Ne pas espionner la clientèle commerciale : aujourd’hui, les plateformes recueillent des données sur les activités de leur clientèle commerciale pour réussir à comprendre comment lui faire concurrence, par exemple, déterminer si elles doivent ou non cloner ses produits et comment le faire. En vertu de la LMN, il sera interdit aux contrôleurs d’accès d’utiliser ces données pour concurrencer leur clientèle commerciale (article 6 (a)).
Que des milliers de magasins d’applications voient le jour : la LMN exige que les contrôleurs d’accès autorisent la concurrence de magasins d’applications tiers, mais elle permet aux contrôleurs d’accès de limiter la capacité de ces applications d’interférer avec « l’intégrité du matériel ou du système d’exploitation » (article 6 (c)).
Pas de limitations obligées : la LMN interdit aux contrôleurs d’accès d’« empêcher techniquement » les utilisateurs d’utiliser des applis autres que celles par défaut. Elle interdit aussi aux contrôleurs d’accès d’obliger les utilisateurs à utiliser un FAI particulier (article 6 (e)).
Des greffons interopérables : la LMN exige que les contrôleurs d’accès autorisent à d’autres « fournisseurs de services auxiliaires » (tels que des entreprises de traitement des paiements, des hébergeurs infonuagiques, des fournisseurs d’identité numérique ou des vendeurs de technologies publicitaires) de se brancher à leurs services essentiels avec des conditions identiques à celles dont profitent les propres services auxiliaires des contrôleurs d’accès (article 6 (f)).
Portabilité des données et accès continu en temps réel : en vertu de la LMN, la clientèle commerciale et les utilisateurs finaux des contrôleurs d’accès auront le droit à la « portabilité des données » (le contrôleur d’accès vous donne toutes vos données sous la forme d’un très gros fichier numérique que vous pouvez emporter chez un rival pour le téléverser), mais aussi à l’« accès en temps réel » (afin que vous puissiez vous joindre à un système rival qui peut récupérer tous vos messages de nouvelles et toutes vos données chez le contrôleur d’accès à quelques minutes d’intervalle) (article 6 (h)).

━━━━━━

> **VOTRE OBJECTIF**: D’après le texte sur la LMN, quel article interdit aux contrôleurs d’accès d’utiliser les données de leur clientèle commerciale pour lui faire concurrence ?

> **Relevés de points annotés**:
━━━━━━

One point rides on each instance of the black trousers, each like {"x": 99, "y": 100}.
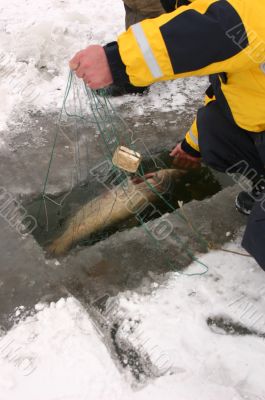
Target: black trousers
{"x": 227, "y": 148}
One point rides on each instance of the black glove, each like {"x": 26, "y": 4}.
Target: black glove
{"x": 169, "y": 5}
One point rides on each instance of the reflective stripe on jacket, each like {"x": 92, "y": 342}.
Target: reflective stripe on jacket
{"x": 208, "y": 37}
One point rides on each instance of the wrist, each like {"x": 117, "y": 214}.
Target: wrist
{"x": 117, "y": 67}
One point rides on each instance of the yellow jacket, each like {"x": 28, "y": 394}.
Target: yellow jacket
{"x": 221, "y": 38}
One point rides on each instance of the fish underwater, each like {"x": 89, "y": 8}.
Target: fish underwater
{"x": 113, "y": 207}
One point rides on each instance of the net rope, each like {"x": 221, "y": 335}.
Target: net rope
{"x": 82, "y": 105}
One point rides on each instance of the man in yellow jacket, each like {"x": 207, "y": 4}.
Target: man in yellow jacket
{"x": 221, "y": 38}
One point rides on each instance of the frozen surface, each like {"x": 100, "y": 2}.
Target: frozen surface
{"x": 58, "y": 353}
{"x": 63, "y": 350}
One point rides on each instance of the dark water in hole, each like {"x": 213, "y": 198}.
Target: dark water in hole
{"x": 198, "y": 185}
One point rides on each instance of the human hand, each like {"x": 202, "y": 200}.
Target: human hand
{"x": 92, "y": 66}
{"x": 183, "y": 160}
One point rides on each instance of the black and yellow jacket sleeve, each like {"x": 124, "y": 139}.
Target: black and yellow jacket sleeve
{"x": 207, "y": 37}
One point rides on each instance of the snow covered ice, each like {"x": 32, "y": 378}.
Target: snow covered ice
{"x": 58, "y": 353}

━━━━━━

> **RÉPONSE FINALE**: L’article 6 (a).